Requirements.
Return nothing but the lines from the line containing "For the benchmark, mark every instance of the blue" through the last line of the records, reproduced exactly.

++++ Data supplied ++++

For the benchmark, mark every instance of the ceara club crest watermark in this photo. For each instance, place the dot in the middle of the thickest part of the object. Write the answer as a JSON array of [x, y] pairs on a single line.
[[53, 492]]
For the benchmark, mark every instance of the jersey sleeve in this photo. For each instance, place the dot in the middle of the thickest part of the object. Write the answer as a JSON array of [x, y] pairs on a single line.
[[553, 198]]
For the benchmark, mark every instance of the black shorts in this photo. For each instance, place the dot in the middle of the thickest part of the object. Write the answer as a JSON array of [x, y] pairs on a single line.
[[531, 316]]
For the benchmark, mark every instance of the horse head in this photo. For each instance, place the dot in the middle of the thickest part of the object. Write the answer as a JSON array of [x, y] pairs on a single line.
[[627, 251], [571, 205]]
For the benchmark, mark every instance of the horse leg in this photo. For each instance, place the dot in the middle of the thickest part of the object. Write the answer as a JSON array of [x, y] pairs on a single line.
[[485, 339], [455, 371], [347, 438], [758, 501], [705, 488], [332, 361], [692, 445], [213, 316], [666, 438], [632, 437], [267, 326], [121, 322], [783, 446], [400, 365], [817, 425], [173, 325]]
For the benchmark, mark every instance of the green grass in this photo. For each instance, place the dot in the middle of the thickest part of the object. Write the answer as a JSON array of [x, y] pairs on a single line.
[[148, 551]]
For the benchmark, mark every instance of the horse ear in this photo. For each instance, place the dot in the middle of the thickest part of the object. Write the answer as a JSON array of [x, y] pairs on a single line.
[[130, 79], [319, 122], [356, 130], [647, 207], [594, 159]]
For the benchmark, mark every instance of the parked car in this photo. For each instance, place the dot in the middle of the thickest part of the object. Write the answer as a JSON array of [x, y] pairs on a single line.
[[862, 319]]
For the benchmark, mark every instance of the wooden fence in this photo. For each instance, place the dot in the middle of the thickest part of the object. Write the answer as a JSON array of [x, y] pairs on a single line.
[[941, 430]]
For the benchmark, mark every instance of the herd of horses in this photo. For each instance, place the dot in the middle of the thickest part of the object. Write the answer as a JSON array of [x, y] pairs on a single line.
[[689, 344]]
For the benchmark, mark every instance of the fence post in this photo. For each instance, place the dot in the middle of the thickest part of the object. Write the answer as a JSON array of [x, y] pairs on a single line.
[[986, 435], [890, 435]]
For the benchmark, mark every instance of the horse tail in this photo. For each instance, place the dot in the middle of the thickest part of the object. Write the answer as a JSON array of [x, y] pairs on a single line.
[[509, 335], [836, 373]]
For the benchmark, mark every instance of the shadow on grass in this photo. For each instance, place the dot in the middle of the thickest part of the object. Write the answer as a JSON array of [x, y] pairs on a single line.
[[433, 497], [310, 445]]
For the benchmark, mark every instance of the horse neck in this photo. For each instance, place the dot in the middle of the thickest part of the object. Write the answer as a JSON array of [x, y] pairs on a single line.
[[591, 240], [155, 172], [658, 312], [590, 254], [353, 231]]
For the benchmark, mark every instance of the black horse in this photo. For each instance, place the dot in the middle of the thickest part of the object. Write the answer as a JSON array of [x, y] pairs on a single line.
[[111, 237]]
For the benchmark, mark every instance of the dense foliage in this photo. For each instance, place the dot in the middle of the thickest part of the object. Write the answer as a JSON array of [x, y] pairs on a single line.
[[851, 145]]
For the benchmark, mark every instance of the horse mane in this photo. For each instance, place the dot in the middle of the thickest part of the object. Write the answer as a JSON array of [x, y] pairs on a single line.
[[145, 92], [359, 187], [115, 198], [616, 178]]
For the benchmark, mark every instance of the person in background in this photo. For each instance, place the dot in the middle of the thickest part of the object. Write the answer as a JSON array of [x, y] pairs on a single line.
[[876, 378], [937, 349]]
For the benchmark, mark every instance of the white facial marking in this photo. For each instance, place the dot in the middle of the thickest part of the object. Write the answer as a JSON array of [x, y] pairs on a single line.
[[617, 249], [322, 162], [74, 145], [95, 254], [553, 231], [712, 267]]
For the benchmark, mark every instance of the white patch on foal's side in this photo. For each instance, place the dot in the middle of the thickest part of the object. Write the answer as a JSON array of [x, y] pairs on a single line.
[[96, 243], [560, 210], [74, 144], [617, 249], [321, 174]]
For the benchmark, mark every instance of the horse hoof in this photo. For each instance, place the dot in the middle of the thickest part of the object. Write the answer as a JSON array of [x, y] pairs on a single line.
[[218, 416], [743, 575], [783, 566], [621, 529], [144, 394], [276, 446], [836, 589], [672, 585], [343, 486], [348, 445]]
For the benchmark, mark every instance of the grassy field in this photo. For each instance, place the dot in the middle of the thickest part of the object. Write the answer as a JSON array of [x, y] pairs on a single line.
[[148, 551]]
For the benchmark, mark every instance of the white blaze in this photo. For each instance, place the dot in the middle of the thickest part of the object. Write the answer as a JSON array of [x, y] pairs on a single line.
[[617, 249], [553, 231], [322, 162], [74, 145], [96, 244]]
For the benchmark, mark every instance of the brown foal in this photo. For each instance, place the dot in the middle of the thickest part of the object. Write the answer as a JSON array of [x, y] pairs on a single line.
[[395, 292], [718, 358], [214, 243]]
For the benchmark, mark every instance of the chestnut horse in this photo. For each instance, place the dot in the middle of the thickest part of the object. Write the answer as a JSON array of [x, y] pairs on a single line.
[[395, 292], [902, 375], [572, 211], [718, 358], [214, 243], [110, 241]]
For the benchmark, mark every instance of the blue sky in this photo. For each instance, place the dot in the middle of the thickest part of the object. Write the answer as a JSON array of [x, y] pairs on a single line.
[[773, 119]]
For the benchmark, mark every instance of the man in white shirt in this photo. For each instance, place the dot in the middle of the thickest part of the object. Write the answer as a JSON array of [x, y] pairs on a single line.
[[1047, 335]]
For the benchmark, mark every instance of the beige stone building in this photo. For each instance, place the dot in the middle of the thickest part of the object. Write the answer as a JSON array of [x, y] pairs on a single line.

++++

Solution for this problem.
For the benchmark, mark every instance of the blue sky in this photo. For each instance, place the dot in the middle of the thickest part of the object. Write the answer as a JSON array of [x, y] pairs on a single line.
[[773, 119]]
For the benchmark, mark every instance of the man in white shirt in this photo. For each instance, place the dot in the middle of the thickest part of the object. Write the answer as a JSON array of [x, y] pairs on a single line.
[[1047, 335]]
For the benchmark, mark every instance of the beige stone building in this photo. For each instance, place the dot in the middle of the thickest part of the object. Write the answer as a JSON array of [x, y] pairs on a single line.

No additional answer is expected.